— AIM OF THE TASK —
Both the line with "Note to the class: find each instance of the white sock" and the line with "Note to the class: find each instance of the thigh" in the records below must appear in the output, along with every line between them, exactly and with nothing added.

Point localization data:
+---+

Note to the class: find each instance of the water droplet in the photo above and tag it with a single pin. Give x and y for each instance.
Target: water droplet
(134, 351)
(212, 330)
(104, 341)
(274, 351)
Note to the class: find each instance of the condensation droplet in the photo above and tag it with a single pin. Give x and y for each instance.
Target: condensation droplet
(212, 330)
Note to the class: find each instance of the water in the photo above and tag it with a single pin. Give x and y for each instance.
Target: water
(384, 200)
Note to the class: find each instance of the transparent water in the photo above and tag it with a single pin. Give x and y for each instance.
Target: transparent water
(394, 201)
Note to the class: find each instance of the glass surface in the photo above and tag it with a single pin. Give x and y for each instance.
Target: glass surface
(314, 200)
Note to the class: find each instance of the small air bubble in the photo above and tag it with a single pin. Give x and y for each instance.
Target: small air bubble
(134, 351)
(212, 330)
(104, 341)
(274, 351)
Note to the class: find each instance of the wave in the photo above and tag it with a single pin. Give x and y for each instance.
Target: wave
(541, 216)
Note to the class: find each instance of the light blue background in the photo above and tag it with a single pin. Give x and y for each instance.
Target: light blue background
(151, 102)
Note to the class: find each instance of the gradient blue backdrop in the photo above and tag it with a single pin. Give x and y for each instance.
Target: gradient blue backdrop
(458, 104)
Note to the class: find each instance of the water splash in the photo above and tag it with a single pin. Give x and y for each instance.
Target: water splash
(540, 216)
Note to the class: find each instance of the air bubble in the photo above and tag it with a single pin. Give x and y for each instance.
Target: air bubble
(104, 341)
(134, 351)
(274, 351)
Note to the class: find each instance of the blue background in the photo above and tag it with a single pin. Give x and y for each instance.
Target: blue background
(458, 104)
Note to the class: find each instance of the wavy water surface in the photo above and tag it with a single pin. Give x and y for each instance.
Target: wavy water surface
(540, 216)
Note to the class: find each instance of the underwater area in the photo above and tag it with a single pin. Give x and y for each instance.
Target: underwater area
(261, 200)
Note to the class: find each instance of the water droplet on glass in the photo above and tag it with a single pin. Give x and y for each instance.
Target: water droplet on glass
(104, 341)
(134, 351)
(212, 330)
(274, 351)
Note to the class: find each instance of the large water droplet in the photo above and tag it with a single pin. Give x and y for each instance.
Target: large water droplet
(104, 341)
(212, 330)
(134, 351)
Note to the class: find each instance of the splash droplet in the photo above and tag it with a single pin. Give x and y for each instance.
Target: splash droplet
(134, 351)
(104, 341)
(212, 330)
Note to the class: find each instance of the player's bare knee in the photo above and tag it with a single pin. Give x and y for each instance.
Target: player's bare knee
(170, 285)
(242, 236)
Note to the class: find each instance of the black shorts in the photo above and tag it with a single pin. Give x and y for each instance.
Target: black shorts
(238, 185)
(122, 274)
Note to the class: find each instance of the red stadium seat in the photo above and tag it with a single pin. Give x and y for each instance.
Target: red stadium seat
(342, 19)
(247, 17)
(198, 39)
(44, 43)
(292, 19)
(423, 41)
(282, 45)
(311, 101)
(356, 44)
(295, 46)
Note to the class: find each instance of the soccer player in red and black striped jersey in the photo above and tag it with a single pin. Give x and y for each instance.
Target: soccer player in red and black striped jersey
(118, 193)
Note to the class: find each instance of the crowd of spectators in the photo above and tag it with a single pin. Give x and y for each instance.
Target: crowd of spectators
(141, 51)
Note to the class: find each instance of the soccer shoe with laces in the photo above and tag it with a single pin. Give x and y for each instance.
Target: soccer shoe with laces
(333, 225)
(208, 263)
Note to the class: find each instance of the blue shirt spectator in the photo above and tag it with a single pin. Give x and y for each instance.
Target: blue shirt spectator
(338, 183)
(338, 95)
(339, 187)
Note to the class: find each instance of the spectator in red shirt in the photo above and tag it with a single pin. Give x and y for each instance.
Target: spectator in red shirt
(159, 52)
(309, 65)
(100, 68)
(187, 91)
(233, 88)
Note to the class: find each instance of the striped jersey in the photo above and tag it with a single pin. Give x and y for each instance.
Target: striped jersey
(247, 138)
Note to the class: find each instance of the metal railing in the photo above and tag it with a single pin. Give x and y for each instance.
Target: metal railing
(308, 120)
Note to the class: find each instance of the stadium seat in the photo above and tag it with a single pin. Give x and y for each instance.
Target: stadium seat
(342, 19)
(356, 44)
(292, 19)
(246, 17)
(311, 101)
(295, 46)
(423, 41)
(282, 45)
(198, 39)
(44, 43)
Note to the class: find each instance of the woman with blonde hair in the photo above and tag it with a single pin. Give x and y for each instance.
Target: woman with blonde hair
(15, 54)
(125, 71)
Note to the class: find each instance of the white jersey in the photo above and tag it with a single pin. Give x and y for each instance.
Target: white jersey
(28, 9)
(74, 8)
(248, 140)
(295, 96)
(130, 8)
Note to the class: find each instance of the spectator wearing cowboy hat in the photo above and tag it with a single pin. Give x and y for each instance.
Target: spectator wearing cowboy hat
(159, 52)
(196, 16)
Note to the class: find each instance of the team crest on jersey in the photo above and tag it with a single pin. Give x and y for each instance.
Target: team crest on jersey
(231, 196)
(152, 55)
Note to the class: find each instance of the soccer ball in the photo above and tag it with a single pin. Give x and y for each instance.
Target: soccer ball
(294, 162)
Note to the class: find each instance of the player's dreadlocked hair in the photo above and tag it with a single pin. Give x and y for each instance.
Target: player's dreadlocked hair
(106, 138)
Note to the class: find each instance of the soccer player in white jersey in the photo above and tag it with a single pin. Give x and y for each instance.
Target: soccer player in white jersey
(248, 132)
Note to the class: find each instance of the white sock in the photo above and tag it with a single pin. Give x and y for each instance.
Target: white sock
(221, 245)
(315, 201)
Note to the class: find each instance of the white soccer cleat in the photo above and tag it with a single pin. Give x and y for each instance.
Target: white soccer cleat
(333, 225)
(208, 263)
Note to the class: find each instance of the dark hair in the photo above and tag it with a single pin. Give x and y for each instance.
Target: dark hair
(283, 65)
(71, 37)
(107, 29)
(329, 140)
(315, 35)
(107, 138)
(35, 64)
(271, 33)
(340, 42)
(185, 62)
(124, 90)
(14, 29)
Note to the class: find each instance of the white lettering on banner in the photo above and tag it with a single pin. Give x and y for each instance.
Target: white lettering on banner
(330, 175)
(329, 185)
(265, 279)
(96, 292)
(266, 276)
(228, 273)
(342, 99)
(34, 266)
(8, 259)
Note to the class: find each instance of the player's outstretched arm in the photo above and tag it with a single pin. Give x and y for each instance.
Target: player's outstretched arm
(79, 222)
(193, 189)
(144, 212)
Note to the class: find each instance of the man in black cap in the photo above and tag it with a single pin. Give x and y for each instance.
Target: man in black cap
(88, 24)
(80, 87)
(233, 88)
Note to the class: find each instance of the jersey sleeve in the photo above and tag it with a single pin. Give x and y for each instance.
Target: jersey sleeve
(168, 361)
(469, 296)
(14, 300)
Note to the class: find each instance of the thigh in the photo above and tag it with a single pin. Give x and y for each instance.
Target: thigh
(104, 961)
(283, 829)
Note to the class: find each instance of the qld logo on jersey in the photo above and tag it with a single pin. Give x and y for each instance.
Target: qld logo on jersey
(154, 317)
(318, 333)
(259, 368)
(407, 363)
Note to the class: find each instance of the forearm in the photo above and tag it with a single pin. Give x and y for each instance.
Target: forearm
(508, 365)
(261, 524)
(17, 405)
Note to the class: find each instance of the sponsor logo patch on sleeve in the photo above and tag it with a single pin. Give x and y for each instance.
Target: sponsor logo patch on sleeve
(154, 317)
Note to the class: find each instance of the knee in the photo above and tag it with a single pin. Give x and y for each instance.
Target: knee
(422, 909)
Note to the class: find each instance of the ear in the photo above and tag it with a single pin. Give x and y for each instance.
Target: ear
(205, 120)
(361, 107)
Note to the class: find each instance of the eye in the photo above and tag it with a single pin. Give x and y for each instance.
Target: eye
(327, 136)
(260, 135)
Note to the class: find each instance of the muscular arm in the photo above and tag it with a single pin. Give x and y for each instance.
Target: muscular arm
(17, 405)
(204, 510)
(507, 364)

+---+

— SOLUTION FOR THIS TASK —
Note to the class: find each instance of the white sock in the photo above and tag it with a single pin. Give x and y for each instance.
Target: white sock
(221, 245)
(315, 201)
Note to the class: find each instance of the white soccer cleat in the photo above and tag it with a single pin. Give x and y for each instance.
Target: white soccer cleat
(333, 225)
(208, 263)
Note to the class: find each instance of the dark hair in the photo above and tag it with a single pin. Give x and y for each instance.
Target: dark hair
(283, 65)
(71, 37)
(107, 29)
(329, 140)
(315, 35)
(107, 138)
(35, 64)
(271, 33)
(340, 42)
(185, 62)
(124, 90)
(14, 29)
Note to the class: find each instance of the white lettering on banner in the photo above and tag it with a single pin. Give x and y for each instance.
Target: white lettering on banner
(330, 175)
(329, 185)
(265, 279)
(96, 292)
(266, 276)
(228, 273)
(342, 99)
(34, 266)
(8, 259)
Note to the class: find each instance of the player's outstretched arm in the photo above and tag it with a single pin. Give x and y for each instance.
Target: player's outstretched arm
(79, 222)
(193, 189)
(144, 212)
Note to the class: find each instance of the man in black cap in the photo above and tag it with a single pin. Give x and y for each instance.
Target: man in black cap
(88, 24)
(80, 87)
(233, 88)
Note to the class: find each instance of the jersey sleeve in the photo above and tag it with a single pin. Give x and y for each instance.
Target: jersey sleeve
(168, 361)
(469, 296)
(14, 300)
Note to the class: find each instance of the thigh in the photo above and tag it with a single pin. Give x and y for each instance.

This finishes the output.